Поиск



Счетчики






Яндекс.Метрика

Время

Когда же происходило все это? Когда под веронским солнцем встретились Ромео и Джульетта? Когда Гамлет произнес свое «Быть или не быть»? Когда безумный Лир звал гнев стихий на весь неблагодарный род человеческий? Когда Макбет увидел подступающий к его замку Бирнамский лес?

Все эти вопросы далеко не праздного свойства. Перед режиссерами, приступающими к постановке шекспировских пьес, они каждый раз встают заново, и ответить на них бывает не так-то просто даже тогда, когда герои — личности доподлинно исторические и имеются достоверные хронологические данные о их жизни, деяниях и смерти.

К примеру, в «Хрониках» Холиншеда, откуда Шекспир не раз черпал сюжеты, точно указан год гибели Макбета — 1057-й и подробно описано его правление, длившееся семнадцать лет. Вроде бы можно с уверенностью помещать действие во времена раннего средневековья, в мир полупервобытной дикости и, исходя из этого, решать оформление фильма — костюмы, реквизит, декорации. Но в такой обстановке рассказ о Макбете не мог бы быть трагедией. То, что потрясает Шекспира как великое отступление от человеческой нормы, во времена Макбета реального было нормой, обыденностью, повсеместной жизненной практикой. Десять предшествовавших Макбету королей погибли насильственной смертью, сам он был одиннадцатым.

Добавим, что бесполезно искать дополнительную опору в фактах истории и потому, что написанное Шекспиром достаточно часто не соответствует им. Недавние исследования установили, например, что подлинная леди Макбет ничуть не похожа на ту, которую изобразил драматург, опираясь на единственную, как теперь ясно, ошибочную фразу о ней, сказанную у Холиншеда: «...но сильнее предсказания действовали на него увещевания его жены, женщины с необузданным честолюбием, желавшей во что бы то ни стало носить титул королевы Шотландской»1. Действительная же леди Макбет, происходившая из королевского рода, была женщиной глубоко религиозной, перенесшей тяжелые испытания — все ее близкие погибли в междоусобных войнах за престол — и, предположительно, умерла в одном из монастырей, которым неизменно покровительствовала при жизни.

#### Поставленная задача:
Продолжите текст о времени действия шекспировских пьес, начав сразу после его последнего предложения.

#### Извлеченные данные:
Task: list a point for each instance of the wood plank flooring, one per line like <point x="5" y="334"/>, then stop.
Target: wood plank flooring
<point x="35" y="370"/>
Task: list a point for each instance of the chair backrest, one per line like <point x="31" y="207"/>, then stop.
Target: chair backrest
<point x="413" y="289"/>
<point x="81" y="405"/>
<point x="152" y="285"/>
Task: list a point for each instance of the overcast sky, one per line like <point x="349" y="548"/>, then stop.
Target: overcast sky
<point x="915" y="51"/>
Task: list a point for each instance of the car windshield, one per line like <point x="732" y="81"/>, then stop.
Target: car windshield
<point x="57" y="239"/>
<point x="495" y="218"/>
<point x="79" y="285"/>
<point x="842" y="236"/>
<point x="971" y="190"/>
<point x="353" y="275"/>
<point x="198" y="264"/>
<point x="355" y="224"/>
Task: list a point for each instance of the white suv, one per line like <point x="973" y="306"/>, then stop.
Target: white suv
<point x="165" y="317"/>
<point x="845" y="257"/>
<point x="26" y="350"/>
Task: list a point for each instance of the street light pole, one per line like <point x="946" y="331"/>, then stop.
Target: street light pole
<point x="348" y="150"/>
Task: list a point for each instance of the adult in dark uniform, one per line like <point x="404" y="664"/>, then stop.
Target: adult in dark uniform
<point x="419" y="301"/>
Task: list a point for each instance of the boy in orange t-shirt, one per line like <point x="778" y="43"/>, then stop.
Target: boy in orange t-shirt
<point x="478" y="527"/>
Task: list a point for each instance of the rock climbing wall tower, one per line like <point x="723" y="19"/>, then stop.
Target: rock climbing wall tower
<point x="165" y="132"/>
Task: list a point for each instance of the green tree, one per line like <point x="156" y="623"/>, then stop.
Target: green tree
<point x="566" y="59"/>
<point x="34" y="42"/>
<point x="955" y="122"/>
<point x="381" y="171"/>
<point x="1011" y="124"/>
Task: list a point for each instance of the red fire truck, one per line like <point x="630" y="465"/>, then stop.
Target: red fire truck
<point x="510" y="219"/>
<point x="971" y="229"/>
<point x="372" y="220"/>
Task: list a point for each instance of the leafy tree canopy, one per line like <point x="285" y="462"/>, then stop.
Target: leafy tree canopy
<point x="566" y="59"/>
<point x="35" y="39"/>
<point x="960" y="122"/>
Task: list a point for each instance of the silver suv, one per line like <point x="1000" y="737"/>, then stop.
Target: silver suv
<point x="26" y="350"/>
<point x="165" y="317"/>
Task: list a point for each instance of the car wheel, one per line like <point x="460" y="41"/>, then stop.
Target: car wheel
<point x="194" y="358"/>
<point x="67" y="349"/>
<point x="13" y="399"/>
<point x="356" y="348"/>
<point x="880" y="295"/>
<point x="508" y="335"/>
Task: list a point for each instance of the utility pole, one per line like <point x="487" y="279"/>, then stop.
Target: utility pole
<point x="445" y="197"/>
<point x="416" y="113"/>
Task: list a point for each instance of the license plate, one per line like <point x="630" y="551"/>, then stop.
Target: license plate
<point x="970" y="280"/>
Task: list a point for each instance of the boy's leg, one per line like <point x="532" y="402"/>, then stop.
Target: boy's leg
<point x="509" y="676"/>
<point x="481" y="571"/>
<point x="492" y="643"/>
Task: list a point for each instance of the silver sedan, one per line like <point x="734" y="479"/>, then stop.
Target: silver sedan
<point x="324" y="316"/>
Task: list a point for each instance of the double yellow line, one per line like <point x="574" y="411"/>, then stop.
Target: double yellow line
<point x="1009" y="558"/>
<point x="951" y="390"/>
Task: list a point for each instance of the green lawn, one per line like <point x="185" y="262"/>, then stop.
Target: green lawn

#### Ответ:
Аналогичным образом обстоит дело и с «Гамлетом». «История датчан» Саксона Грамматика (1150—1220), первый литературный памятник, в котором изложен сюжет, легший в основу трагедии, относит историю Гамлета к языческим временам (христианство было введено в Дании в 827 году). Исследования возводят родословную принца Датского к русскому князю Рюрику (в хрониках Грамматика он именуется Рериком) и рассматривают его конфликт с матерью как отражение борьбы христианской морали с языческой. Для экранного воплощения трагедии эти сведения вряд ли могут пригодиться. Шекспировский Гамлет не мог бы жить во времена полумифического Амлета из древнескандинавских саг. Причем совсем не потому, что крепость в Эльсиноре, где происходит действие, была построена лишь в XVI веке, но потому прежде всего, что сам круг стоящих перед ним проблем строго определен временем Возрождения, даже еще более точно — позднего Возрождения.

Бессмысленно искать у Шекспира верность букве истории. Он изменяет ей систематически: его Ричард III клянется превзойти в коварстве Макиавелли еще до того, как тот появился на свет, Кориолан устами его врагов сравнивается с Александром Македонским, которому еще только через полтора века предстояло родиться, древние римляне и троянцы в шекспировских пьесах ходят в камзолах и шляпах елизаветинских англичан.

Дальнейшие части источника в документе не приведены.